WORK TO BE COMPLETED = From the listing below, copy only the lines from the line that contains "[locate] hong kong" to the line that contains "[locate] skyscraper (give", counting those two lines as part of the copy.

RECORDS FOR THE EXERCISE =
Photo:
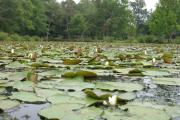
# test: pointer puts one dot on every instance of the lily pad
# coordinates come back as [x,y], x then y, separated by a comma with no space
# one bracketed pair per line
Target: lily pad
[135,112]
[167,81]
[85,74]
[129,87]
[24,86]
[26,97]
[8,104]
[17,76]
[15,65]
[156,73]
[47,92]
[104,95]
[70,112]
[71,61]
[69,85]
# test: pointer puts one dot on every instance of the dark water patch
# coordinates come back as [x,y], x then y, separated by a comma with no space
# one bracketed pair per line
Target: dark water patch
[24,112]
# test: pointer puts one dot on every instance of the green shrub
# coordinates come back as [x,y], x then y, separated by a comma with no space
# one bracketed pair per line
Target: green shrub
[149,39]
[4,36]
[16,37]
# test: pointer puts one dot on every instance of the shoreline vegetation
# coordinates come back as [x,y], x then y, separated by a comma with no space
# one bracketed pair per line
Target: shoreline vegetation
[90,20]
[140,39]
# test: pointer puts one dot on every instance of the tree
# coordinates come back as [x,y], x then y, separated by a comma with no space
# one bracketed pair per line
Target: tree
[23,17]
[164,19]
[68,7]
[16,16]
[141,16]
[78,25]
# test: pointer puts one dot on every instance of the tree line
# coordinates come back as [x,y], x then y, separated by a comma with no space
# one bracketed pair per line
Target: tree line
[95,19]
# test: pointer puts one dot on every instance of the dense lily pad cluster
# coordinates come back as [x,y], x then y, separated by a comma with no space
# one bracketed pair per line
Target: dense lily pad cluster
[79,80]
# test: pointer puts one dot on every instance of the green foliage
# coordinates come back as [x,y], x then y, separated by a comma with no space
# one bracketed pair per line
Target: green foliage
[167,57]
[106,20]
[15,37]
[164,19]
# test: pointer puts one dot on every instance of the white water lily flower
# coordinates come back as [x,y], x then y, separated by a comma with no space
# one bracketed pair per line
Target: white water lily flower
[154,60]
[113,100]
[12,51]
[106,63]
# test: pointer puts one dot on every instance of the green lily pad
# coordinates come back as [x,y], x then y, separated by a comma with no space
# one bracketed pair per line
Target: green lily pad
[74,85]
[60,98]
[3,97]
[70,112]
[17,76]
[26,97]
[155,73]
[104,95]
[135,112]
[8,104]
[99,95]
[24,86]
[167,81]
[71,61]
[47,92]
[129,87]
[86,74]
[15,65]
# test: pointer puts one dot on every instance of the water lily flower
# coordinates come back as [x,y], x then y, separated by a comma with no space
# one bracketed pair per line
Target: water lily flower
[113,100]
[12,51]
[145,52]
[32,56]
[41,46]
[105,102]
[106,63]
[154,60]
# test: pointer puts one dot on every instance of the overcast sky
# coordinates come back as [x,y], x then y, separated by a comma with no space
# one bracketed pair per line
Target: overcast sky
[149,3]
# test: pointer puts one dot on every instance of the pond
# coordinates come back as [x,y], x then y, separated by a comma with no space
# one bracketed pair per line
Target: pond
[83,81]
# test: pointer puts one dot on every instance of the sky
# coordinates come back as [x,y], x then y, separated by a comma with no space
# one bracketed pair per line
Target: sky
[149,3]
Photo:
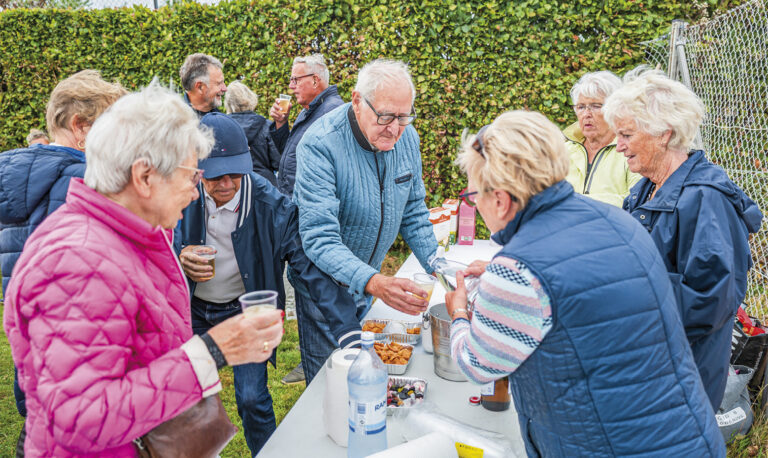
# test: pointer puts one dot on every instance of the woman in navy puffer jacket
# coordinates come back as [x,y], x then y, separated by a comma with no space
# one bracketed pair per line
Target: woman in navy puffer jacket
[698,218]
[34,180]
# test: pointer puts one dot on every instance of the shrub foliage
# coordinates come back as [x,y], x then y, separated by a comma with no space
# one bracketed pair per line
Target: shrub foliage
[470,60]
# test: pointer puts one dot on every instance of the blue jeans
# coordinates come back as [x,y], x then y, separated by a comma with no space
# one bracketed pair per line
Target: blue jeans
[316,342]
[254,403]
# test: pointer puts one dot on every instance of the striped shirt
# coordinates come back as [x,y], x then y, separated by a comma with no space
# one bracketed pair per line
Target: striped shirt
[512,316]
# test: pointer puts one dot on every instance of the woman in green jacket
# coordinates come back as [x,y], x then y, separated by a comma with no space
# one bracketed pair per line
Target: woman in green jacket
[596,170]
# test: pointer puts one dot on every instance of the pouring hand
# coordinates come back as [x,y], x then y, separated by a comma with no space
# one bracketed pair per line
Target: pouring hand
[457,300]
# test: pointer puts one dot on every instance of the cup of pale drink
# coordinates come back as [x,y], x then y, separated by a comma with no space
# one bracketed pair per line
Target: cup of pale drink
[284,101]
[425,282]
[258,302]
[207,252]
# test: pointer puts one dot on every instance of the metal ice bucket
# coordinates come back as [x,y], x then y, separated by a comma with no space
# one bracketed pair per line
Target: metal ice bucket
[440,323]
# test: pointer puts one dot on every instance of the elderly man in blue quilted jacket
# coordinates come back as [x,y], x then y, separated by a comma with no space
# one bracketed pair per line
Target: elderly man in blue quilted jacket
[359,184]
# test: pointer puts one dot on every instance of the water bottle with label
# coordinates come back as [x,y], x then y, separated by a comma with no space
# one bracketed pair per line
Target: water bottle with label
[367,382]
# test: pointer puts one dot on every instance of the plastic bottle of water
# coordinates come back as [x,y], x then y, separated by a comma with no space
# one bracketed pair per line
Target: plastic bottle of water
[367,382]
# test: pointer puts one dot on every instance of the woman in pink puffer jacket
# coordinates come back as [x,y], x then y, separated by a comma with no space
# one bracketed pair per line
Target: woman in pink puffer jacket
[97,311]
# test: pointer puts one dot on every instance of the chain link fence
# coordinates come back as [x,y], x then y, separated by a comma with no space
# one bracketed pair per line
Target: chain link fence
[725,61]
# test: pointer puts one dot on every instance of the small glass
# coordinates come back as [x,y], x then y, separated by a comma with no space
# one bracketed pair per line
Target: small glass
[258,302]
[207,252]
[425,282]
[284,100]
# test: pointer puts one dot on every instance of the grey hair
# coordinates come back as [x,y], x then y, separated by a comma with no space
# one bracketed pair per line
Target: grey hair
[595,85]
[154,125]
[34,134]
[239,98]
[315,64]
[383,72]
[195,69]
[656,104]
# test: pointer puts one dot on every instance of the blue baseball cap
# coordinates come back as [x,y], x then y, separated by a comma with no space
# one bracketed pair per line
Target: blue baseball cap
[230,154]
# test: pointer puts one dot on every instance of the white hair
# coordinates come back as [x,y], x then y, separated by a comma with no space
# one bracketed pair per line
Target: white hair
[153,124]
[595,85]
[383,72]
[315,64]
[656,104]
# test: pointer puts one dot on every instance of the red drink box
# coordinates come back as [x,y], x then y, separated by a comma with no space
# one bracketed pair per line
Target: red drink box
[466,224]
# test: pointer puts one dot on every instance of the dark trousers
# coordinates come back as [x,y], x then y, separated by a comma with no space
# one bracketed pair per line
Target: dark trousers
[254,403]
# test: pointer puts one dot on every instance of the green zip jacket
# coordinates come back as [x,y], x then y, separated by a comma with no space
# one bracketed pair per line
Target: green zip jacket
[609,180]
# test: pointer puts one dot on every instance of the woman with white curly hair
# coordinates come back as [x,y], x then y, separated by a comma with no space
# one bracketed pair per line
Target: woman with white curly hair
[698,218]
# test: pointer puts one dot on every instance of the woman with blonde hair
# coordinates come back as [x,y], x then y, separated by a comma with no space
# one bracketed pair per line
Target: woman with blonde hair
[576,309]
[698,218]
[36,178]
[240,102]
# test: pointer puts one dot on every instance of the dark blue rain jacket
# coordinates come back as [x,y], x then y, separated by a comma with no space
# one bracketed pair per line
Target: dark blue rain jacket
[700,221]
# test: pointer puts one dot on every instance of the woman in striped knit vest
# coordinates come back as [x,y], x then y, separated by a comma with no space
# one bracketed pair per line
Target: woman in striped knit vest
[576,309]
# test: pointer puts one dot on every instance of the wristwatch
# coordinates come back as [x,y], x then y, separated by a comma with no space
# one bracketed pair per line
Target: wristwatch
[453,315]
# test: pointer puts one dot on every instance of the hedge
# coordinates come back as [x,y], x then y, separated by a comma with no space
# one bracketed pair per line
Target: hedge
[470,60]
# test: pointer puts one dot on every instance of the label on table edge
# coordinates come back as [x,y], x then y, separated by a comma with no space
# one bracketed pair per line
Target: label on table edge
[467,451]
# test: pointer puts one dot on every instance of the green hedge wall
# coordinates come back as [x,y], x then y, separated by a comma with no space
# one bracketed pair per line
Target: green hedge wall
[470,60]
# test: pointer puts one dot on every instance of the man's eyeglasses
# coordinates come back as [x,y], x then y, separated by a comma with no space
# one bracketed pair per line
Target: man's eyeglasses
[593,107]
[197,176]
[387,118]
[232,176]
[295,79]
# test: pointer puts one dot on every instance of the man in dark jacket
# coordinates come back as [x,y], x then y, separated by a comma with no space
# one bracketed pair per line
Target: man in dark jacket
[203,81]
[309,83]
[255,231]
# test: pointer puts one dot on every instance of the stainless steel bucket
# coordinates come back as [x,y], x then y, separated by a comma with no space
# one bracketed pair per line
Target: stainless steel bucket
[440,323]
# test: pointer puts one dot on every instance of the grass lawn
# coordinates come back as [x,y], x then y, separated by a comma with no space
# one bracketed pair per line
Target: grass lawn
[284,397]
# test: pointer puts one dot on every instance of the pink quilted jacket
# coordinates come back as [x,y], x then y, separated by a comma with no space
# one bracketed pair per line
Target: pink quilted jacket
[95,313]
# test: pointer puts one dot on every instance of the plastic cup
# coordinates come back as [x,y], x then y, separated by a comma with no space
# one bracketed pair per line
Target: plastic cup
[284,100]
[207,252]
[425,282]
[258,302]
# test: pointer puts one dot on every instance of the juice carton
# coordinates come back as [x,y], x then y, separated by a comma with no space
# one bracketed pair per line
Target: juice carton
[453,206]
[440,218]
[466,224]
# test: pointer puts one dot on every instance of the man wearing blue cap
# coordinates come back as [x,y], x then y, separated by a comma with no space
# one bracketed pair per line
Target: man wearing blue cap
[254,229]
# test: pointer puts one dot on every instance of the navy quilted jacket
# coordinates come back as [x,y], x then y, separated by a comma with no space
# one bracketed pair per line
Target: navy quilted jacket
[287,140]
[701,221]
[33,183]
[615,375]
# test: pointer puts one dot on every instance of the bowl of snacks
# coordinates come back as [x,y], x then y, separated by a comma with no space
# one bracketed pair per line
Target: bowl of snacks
[395,356]
[404,392]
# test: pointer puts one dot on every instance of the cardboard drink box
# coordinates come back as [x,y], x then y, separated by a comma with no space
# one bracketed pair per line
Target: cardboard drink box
[466,224]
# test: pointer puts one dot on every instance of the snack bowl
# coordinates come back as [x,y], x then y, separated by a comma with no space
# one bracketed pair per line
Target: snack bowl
[382,323]
[395,369]
[408,400]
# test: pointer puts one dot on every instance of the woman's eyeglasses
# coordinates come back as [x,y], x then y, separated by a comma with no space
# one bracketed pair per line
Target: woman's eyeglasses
[197,176]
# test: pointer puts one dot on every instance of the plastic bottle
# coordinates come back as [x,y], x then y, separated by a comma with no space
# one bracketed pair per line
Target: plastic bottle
[367,382]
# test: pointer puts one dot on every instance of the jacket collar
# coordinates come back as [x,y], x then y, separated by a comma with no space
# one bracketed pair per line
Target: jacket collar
[668,194]
[357,132]
[542,201]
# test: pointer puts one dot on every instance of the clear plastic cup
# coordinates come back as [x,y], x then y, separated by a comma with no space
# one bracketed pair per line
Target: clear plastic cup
[207,252]
[425,282]
[258,302]
[284,100]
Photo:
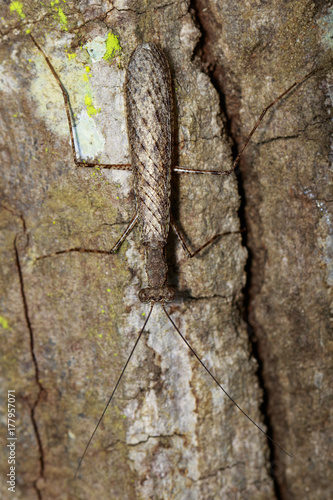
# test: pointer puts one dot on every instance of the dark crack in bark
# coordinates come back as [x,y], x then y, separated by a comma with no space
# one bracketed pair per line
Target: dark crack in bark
[36,369]
[216,73]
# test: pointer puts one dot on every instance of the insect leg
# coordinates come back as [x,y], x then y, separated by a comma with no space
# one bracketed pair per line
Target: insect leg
[70,119]
[218,383]
[114,390]
[188,252]
[90,250]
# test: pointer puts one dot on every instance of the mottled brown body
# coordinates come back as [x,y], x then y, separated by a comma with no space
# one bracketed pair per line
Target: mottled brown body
[149,125]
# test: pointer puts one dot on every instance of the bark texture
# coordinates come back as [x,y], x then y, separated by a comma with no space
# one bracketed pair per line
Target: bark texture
[69,321]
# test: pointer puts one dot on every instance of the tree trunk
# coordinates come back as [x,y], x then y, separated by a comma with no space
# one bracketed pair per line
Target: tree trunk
[254,305]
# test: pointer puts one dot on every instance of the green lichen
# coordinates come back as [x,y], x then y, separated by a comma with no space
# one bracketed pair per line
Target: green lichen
[4,323]
[17,7]
[91,110]
[62,19]
[112,46]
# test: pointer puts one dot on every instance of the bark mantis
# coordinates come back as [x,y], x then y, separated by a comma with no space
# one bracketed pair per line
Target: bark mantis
[156,267]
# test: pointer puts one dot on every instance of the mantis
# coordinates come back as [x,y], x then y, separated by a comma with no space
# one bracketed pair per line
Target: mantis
[156,292]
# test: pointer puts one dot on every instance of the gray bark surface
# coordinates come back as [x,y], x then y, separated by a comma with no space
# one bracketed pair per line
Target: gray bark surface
[256,311]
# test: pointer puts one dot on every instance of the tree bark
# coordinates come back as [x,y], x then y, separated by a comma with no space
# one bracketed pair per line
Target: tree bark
[260,323]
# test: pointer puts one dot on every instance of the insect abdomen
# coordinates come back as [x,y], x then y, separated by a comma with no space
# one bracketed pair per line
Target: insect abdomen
[149,125]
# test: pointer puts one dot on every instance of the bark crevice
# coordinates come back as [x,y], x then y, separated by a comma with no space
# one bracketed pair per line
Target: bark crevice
[203,52]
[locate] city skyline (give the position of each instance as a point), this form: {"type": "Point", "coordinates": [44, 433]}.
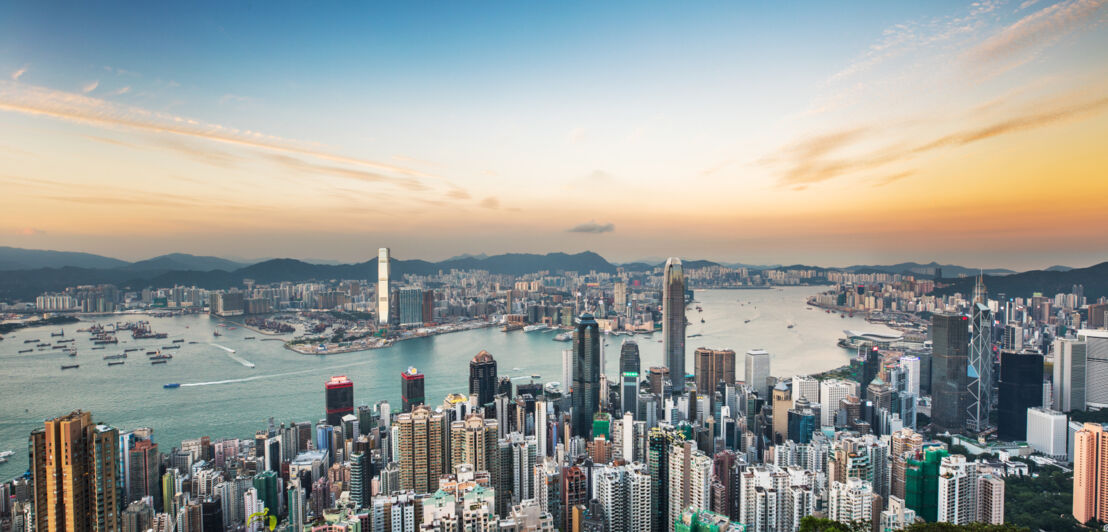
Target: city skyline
{"type": "Point", "coordinates": [813, 134]}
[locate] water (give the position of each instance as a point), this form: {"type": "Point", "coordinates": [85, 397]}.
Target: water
{"type": "Point", "coordinates": [219, 397]}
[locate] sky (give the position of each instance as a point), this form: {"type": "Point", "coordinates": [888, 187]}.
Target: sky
{"type": "Point", "coordinates": [824, 133]}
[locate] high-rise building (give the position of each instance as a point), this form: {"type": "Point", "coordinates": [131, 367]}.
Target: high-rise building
{"type": "Point", "coordinates": [411, 389]}
{"type": "Point", "coordinates": [673, 321]}
{"type": "Point", "coordinates": [383, 270]}
{"type": "Point", "coordinates": [1046, 432]}
{"type": "Point", "coordinates": [1090, 473]}
{"type": "Point", "coordinates": [411, 307]}
{"type": "Point", "coordinates": [420, 446]}
{"type": "Point", "coordinates": [1096, 367]}
{"type": "Point", "coordinates": [757, 371]}
{"type": "Point", "coordinates": [74, 468]}
{"type": "Point", "coordinates": [628, 357]}
{"type": "Point", "coordinates": [712, 367]}
{"type": "Point", "coordinates": [1069, 375]}
{"type": "Point", "coordinates": [1021, 388]}
{"type": "Point", "coordinates": [339, 399]}
{"type": "Point", "coordinates": [483, 377]}
{"type": "Point", "coordinates": [950, 371]}
{"type": "Point", "coordinates": [586, 374]}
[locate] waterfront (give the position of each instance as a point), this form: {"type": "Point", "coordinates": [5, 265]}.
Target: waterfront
{"type": "Point", "coordinates": [221, 397]}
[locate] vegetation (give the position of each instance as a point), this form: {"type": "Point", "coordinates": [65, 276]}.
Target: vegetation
{"type": "Point", "coordinates": [1043, 502]}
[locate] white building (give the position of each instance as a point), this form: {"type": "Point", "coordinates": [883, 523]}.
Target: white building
{"type": "Point", "coordinates": [831, 392]}
{"type": "Point", "coordinates": [1046, 431]}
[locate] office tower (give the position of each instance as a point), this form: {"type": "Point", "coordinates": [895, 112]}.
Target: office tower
{"type": "Point", "coordinates": [1069, 375]}
{"type": "Point", "coordinates": [383, 270]}
{"type": "Point", "coordinates": [420, 449]}
{"type": "Point", "coordinates": [1090, 473]}
{"type": "Point", "coordinates": [411, 307]}
{"type": "Point", "coordinates": [689, 480]}
{"type": "Point", "coordinates": [143, 472]}
{"type": "Point", "coordinates": [980, 364]}
{"type": "Point", "coordinates": [339, 399]}
{"type": "Point", "coordinates": [624, 492]}
{"type": "Point", "coordinates": [411, 389]}
{"type": "Point", "coordinates": [673, 321]}
{"type": "Point", "coordinates": [1046, 431]}
{"type": "Point", "coordinates": [1021, 388]}
{"type": "Point", "coordinates": [628, 357]}
{"type": "Point", "coordinates": [758, 371]}
{"type": "Point", "coordinates": [851, 501]}
{"type": "Point", "coordinates": [949, 376]}
{"type": "Point", "coordinates": [74, 468]}
{"type": "Point", "coordinates": [483, 378]}
{"type": "Point", "coordinates": [832, 391]}
{"type": "Point", "coordinates": [586, 374]}
{"type": "Point", "coordinates": [628, 392]}
{"type": "Point", "coordinates": [1096, 367]}
{"type": "Point", "coordinates": [712, 367]}
{"type": "Point", "coordinates": [807, 387]}
{"type": "Point", "coordinates": [473, 441]}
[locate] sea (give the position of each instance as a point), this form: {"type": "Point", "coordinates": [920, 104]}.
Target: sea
{"type": "Point", "coordinates": [221, 397]}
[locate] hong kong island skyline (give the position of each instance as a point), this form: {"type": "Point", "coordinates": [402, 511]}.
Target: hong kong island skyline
{"type": "Point", "coordinates": [810, 133]}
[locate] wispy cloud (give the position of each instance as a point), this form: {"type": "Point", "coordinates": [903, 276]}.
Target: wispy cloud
{"type": "Point", "coordinates": [1040, 27]}
{"type": "Point", "coordinates": [592, 227]}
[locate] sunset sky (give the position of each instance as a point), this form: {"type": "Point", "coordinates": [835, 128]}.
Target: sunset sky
{"type": "Point", "coordinates": [818, 133]}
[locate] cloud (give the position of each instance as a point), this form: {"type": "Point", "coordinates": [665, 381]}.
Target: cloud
{"type": "Point", "coordinates": [592, 227]}
{"type": "Point", "coordinates": [1043, 26]}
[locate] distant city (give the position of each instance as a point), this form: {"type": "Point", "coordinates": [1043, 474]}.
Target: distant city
{"type": "Point", "coordinates": [974, 410]}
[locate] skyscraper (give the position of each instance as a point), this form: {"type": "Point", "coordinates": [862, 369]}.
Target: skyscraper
{"type": "Point", "coordinates": [411, 389]}
{"type": "Point", "coordinates": [628, 357]}
{"type": "Point", "coordinates": [673, 321]}
{"type": "Point", "coordinates": [949, 374]}
{"type": "Point", "coordinates": [712, 367]}
{"type": "Point", "coordinates": [339, 399]}
{"type": "Point", "coordinates": [420, 446]}
{"type": "Point", "coordinates": [1021, 389]}
{"type": "Point", "coordinates": [586, 374]}
{"type": "Point", "coordinates": [483, 377]}
{"type": "Point", "coordinates": [1069, 362]}
{"type": "Point", "coordinates": [74, 464]}
{"type": "Point", "coordinates": [757, 366]}
{"type": "Point", "coordinates": [383, 270]}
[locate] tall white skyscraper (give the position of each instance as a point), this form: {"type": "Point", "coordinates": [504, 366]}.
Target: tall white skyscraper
{"type": "Point", "coordinates": [757, 362]}
{"type": "Point", "coordinates": [383, 270]}
{"type": "Point", "coordinates": [673, 321]}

YOUR SOLUTION =
[locate] hong kong island skyline (give the position of each instance as a point), this form: {"type": "Point", "coordinates": [402, 511]}.
Target: hong kong island skyline
{"type": "Point", "coordinates": [810, 133]}
[locate] wispy cloud (give the position of each instance as a point), this form: {"type": "Point", "coordinates": [903, 276]}.
Target: wispy cloud
{"type": "Point", "coordinates": [1040, 27]}
{"type": "Point", "coordinates": [592, 227]}
[locate] sunset sky (give the position of each instance as a point), this form: {"type": "Point", "coordinates": [835, 128]}.
Target: sunset sky
{"type": "Point", "coordinates": [818, 133]}
[locate] cloud (give the position of each instance as a point), this form: {"type": "Point", "coordinates": [665, 381]}.
Target: cloud
{"type": "Point", "coordinates": [592, 227]}
{"type": "Point", "coordinates": [1043, 26]}
[locate] distant city (give the position of each instance as a point), this form: {"type": "Point", "coordinates": [1043, 474]}.
Target: distant city
{"type": "Point", "coordinates": [974, 410]}
[locate] skyscraper (give the position of each instance as a point), this form: {"type": "Point", "coordinates": [862, 369]}.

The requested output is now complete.